* Source extract:
Direct Mind-to-Machine Interface Surgery coming to Australia
Ashley Allen / 8 years ago
An Australian neurologist is soon to introduce direct mind-to-machine interfaces, requiring minimal surgery, which would allow humans to control machinery and vehicles with a simple thought.
Dr. Tom Oxley will perform minor surgery on a number of paralysed people at the Royal Melbourne and Austin Hospitals toward the end of 2017, inserting matchstick-sized stentrodes near the brain’s motor cortex in order to send signals to a robotic exoskeleton (pictured below). Should the trial be successful, the paralysis sufferers will be able to mobilise when connected to their robotic suit.
“If you consider how we use smartphones, it’s incredible that we communicate silently to each other without talking,” Dr. Oxley told Jane Gardner of the University of Melbourne. “Now imagine if that little device was inside your brain and you didn’t have to use your hands to type out the letters of the text message. Suddenly what you’re achieving is considered telepathy.”
“Direct brain-to-brain telecommunication is not unfeasible 30 years from now,” he added. “These devices will enable us to achieve electronic capabilities that we can’t really imagine now.”
Dr. Oxley believes that the mind-to-machine technology has additional uses for able-bodied people; he admits that the military has shown an interest in the technology, not just to give injured soldiers artificial limbs but to give pilots direct mind control over fighter jets.
“The military appear interested in the potential for jet fighters to control their planes with direct thought control, rather than using their arms. The reaction time you’d shave off would be milliseconds,” Dr Oxley said.

* Instructions for the task:
Please copy the mind-to-machine interface article word for word, everything from "Dr. Tom Oxley" down to "their robotic suit.". The rows below this line are separate material with no connection to the article on mind-to-machine interface surgery.

* Supplied entries:
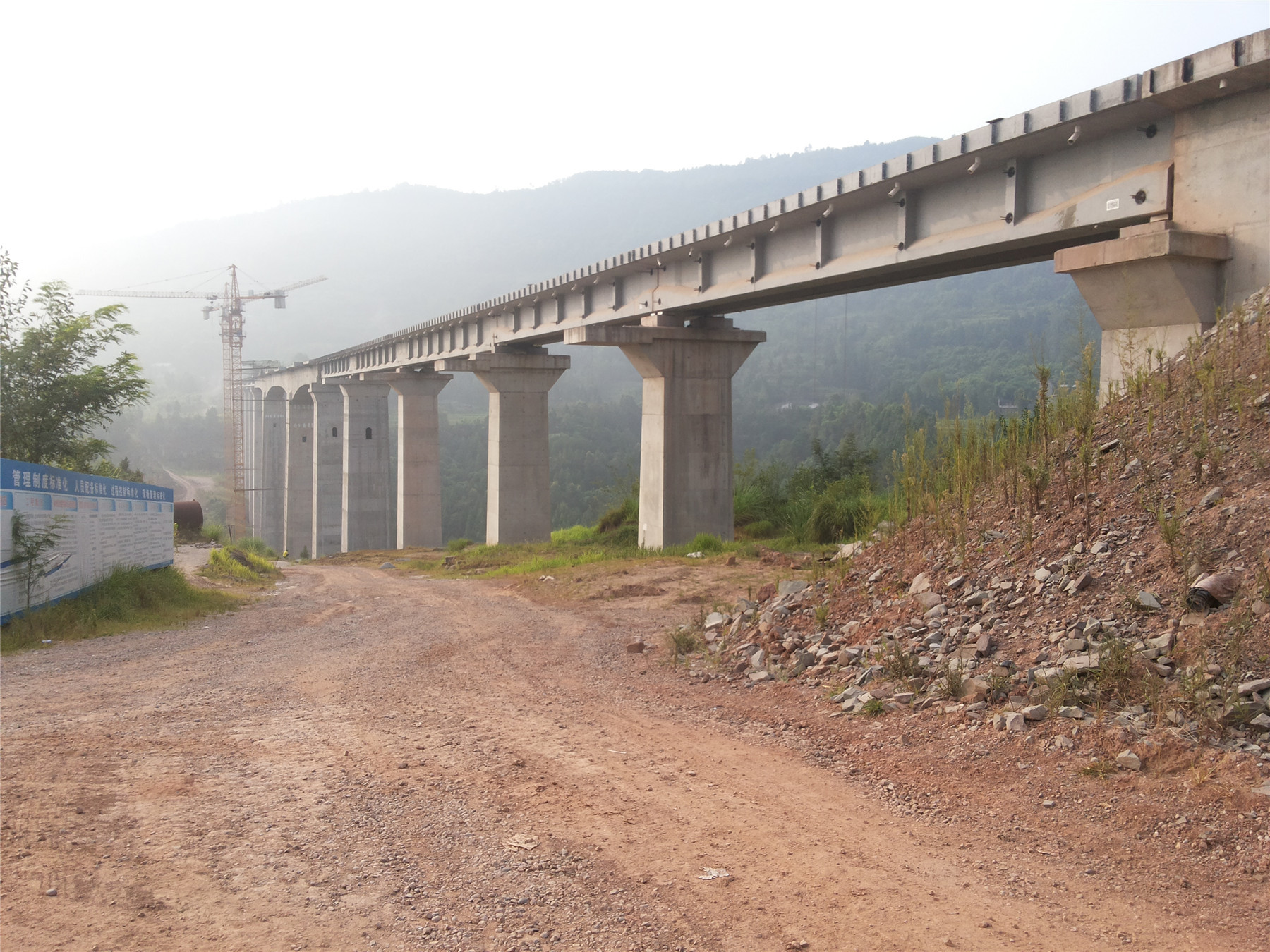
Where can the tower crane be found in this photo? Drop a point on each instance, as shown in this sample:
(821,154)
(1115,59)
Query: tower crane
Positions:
(230,305)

* Exercise solution:
Dr. Tom Oxley will perform minor surgery on a number of paralysed people at the Royal Melbourne and Austin Hospitals toward the end of 2017, inserting matchstick-sized stentrodes near the brain’s motor cortex in order to send signals to a robotic exoskeleton (pictured below). Should the trial be successful, the paralysis sufferers will be able to mobilise when connected to their robotic suit.